[[ Information provided, beginning ]]
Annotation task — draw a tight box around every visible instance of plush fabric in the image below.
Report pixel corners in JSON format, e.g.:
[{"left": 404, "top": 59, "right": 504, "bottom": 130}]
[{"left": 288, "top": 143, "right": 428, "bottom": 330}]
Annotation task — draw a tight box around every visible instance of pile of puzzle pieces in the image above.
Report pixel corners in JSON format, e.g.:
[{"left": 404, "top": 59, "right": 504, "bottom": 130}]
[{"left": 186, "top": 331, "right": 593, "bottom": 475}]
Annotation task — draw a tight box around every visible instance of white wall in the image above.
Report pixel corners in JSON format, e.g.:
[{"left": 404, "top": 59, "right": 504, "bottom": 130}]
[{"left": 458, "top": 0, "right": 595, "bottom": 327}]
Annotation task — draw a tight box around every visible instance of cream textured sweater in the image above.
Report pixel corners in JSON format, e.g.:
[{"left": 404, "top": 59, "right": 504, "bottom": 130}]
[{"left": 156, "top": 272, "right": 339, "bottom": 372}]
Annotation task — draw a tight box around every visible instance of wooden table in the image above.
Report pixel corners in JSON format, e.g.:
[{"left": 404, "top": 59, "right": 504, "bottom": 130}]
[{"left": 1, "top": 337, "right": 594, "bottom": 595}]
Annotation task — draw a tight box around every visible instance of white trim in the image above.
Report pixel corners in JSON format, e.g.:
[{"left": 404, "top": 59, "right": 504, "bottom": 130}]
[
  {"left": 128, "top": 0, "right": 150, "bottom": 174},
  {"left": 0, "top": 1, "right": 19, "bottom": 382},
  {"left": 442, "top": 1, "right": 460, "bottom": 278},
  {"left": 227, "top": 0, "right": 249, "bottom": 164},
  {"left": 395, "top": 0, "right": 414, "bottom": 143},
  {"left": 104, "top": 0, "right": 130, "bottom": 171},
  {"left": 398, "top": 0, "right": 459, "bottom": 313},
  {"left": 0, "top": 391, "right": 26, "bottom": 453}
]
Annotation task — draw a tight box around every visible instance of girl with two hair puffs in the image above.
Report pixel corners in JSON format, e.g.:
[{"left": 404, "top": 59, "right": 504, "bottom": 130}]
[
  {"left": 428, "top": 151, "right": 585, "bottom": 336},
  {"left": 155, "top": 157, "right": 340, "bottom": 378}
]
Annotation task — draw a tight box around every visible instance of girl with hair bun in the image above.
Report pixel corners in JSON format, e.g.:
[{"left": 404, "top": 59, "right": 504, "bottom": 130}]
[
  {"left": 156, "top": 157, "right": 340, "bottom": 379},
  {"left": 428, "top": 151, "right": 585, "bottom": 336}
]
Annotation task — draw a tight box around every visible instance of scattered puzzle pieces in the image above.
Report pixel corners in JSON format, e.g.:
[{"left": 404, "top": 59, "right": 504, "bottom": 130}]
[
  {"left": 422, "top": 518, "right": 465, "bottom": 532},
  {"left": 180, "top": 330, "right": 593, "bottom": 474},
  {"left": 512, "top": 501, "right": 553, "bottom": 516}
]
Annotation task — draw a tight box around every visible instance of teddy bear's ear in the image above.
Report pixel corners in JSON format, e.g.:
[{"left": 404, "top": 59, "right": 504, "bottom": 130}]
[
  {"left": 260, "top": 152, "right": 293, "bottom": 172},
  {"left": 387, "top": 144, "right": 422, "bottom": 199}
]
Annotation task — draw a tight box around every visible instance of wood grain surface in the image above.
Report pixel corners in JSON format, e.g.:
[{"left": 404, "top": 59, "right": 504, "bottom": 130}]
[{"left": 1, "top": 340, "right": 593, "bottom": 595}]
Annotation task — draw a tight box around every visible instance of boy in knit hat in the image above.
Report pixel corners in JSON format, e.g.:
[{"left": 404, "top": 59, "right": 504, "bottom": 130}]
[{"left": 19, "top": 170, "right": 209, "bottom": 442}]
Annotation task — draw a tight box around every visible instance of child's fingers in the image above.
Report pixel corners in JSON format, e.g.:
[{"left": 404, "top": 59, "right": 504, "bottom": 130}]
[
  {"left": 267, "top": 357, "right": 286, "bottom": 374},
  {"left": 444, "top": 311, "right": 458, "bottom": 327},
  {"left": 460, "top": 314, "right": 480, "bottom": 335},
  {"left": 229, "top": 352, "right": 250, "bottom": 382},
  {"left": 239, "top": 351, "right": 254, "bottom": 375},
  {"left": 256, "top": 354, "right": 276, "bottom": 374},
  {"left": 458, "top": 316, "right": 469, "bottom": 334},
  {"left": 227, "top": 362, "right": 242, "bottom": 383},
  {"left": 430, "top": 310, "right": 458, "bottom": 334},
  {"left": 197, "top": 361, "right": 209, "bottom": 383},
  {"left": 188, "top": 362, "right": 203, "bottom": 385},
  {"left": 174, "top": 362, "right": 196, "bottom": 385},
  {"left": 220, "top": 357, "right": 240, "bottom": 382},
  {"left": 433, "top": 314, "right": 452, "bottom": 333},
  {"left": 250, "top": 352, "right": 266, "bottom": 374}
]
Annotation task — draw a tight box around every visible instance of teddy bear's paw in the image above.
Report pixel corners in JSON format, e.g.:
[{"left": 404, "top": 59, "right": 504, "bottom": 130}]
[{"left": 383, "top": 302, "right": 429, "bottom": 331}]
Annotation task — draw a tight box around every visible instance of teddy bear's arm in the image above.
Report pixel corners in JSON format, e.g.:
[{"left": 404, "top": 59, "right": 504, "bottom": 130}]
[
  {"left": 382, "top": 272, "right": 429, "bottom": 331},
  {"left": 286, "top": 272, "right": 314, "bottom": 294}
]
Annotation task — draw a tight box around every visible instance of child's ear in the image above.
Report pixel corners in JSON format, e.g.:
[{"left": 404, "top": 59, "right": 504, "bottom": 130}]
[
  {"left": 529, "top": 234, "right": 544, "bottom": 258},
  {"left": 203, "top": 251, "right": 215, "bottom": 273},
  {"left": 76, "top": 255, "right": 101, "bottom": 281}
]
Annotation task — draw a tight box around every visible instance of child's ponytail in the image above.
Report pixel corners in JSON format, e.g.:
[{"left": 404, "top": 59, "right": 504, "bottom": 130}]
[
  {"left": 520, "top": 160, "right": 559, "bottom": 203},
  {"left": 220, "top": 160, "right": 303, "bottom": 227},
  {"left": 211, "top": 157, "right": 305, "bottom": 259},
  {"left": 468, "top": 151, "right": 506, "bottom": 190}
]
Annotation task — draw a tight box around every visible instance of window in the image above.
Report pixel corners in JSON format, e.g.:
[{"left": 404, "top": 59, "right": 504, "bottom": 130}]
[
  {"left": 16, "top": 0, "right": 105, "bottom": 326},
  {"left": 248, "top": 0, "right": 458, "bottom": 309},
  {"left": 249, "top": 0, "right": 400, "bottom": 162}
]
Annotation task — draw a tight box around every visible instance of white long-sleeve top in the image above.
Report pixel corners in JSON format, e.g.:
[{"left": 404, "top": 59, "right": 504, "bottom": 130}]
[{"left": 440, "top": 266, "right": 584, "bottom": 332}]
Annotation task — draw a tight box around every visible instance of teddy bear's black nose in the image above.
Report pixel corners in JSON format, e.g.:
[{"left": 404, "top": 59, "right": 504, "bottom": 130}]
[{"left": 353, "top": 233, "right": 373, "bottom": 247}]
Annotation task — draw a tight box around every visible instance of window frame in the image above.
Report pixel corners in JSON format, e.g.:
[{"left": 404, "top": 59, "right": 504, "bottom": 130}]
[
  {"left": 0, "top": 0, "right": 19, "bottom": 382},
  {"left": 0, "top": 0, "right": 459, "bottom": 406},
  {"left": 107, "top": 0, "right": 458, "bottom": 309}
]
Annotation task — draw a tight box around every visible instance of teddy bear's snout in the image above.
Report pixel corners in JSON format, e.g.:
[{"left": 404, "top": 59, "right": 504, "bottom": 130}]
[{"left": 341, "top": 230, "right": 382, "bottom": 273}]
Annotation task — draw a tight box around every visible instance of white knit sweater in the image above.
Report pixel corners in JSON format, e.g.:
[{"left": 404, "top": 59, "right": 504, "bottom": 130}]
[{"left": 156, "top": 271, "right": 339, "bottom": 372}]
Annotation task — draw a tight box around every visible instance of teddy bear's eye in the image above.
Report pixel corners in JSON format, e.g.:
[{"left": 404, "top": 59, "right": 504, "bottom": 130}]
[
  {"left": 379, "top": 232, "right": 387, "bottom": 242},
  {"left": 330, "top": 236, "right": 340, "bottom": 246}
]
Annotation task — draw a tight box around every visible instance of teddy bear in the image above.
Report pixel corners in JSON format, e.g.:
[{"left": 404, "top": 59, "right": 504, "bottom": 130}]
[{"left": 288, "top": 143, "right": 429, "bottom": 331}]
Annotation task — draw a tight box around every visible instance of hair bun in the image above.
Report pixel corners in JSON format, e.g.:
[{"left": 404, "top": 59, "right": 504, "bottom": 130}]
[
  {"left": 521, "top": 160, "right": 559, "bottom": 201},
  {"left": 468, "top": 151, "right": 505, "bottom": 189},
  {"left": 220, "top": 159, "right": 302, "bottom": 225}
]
[[ Information provided, end ]]
Aim of the task => Each line with "girl" in it must be identified and copied from the material.

Task solution =>
Annotation task — draw a tight box around every visible instance of girl with two hair puffs in the image above.
Annotation task — draw a tight box around every visible instance of girl with hair bun in the image above.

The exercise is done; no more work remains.